EXTRACTED TEXT:
━━━━━━

In Chicago a few days ago, an armed citizen not only stopped a murder attempt, but it appears, may have also prevented a mass murder.

Coincidentally, I happened to be in Chicagoland when it happened.  As you might imagine, advocates of the right to self-protection are smiling rather smugly.  Being one of them, so am I, all the more so because of my long service on the board of trustees of the Second Amendment Foundation, which funded the landmark US Supreme Court case of McDonald, et. al. v. Chicago, which paved the way for concealed carry permits for law-abiding citizens in Illinois.

More details on that aspect here, from my old friend and Second Amendment advocate Dave Workman.

What brought me to Chicago in the first place this trip was the largest conference of police instructors in the world, the International Law Enforcement Educators and Trainers Association, in Wheeling.  This coming Friday morning, I’ll be on a “train the trainers” panel chaired by Don Alwes, whose topic is dealing with mass murder attempts in progress.  The shooting mentioned above has already been discussed at this seminar, with much the same approval as is being seen from the law-abiding armed citizenry.  It promises to be an interesting discussion.

By the way, as is usual in seminars that cater to actual working cops, the National Rifle Association had a booth showcasing their current and long-lasting support of police training, and the anti-gunners were conspicuous by their absence…

30 COMMENTS

  1. Once again the tried and true adage is proven: “The best way to stop a bad guy with a gun is a good guy with a gun.”

  2. While I’m all in favor of CCW permits and armed self defense, I find it curious that the concealed-carry Uber driver mentioned in this story had a loaded shotgun in his parked vehicle and used it to stop the bad guy. Not that I object to the good result, but a shotgun in a car is rather a long ways from concealed carry. Must be a lot more to the story.

  3. Hallelujah!!! A victory for our side. Dave Workman’s article is especially well-written. If something similar to this ever happens in New Jersey, I’m sure the story will never be published. In fact, I’m surprised this story got to see the light of day.

  4. What? Not one “mom ” os Bloomberg hack willing to show their face? Pretty much much o noshow against the 80000+ NRA members I guess they have no stomach unless they can be guaranteed to be the biggest bully in the room.

  5. has the “mass murder in progress” protocol changed? it *used to be*…
    cordon off and evacuate. lately, i’ve heard it’s “engage soonest” since
    shooter suicide is the likely outcome of an LEO confrontation.

  6. Mas,
    It must really irk the anti gunners when something like this goes right for the concealed carry folks. Enjoyed your article.

━━━━━━

ENTRIES PROVIDED:
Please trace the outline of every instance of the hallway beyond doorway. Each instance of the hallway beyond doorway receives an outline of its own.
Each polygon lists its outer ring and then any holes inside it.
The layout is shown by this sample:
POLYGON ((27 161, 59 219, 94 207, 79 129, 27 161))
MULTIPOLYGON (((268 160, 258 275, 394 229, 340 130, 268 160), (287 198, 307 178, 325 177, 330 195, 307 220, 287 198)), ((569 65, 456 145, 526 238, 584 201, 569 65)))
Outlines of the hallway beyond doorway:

━━━━━━

TO BE DONE:
Pick up the post about the armed citizen in Chicago, which appears above the data, and continue it from its last line.

RESPONSE TO THIS TASK:
  7. Mas,
    From my perspective, you have one of those few jobs from which no sensible human being would ever retire. And if all the NRA ever accomplished was to keep the anti-gunners from spoiling an otherwise enjoyable event, the annual membership dues would be worth the money. We are fortunate to have both it and you as two of our chief assets.

  8. KiA: Thanks for the catch!

    Roger in NC: That’s why I don’t plan on retiring anytime soon!

    John of Sparta: Yes, it has. Current protocol is to get in there and shut it off as soon as possible. Friday morning I’ll be part of a panel on that very topic.

    Spencer, from what I’m hearing the rescuer’s weapon was a revolver capable of firing .45 handgun and .410 shotgun ammo, which would make it a Smith & Wesson Governor or, given likelihood based on popularity, a Taurus Judge.

  9. A .410 revolver.

    Well, that explains how the perp was shot six times with a “shotgun” and survived. Must have been using bird or buckshot. I believe I would have mine loaded with slugs if I was going to use .410 shells.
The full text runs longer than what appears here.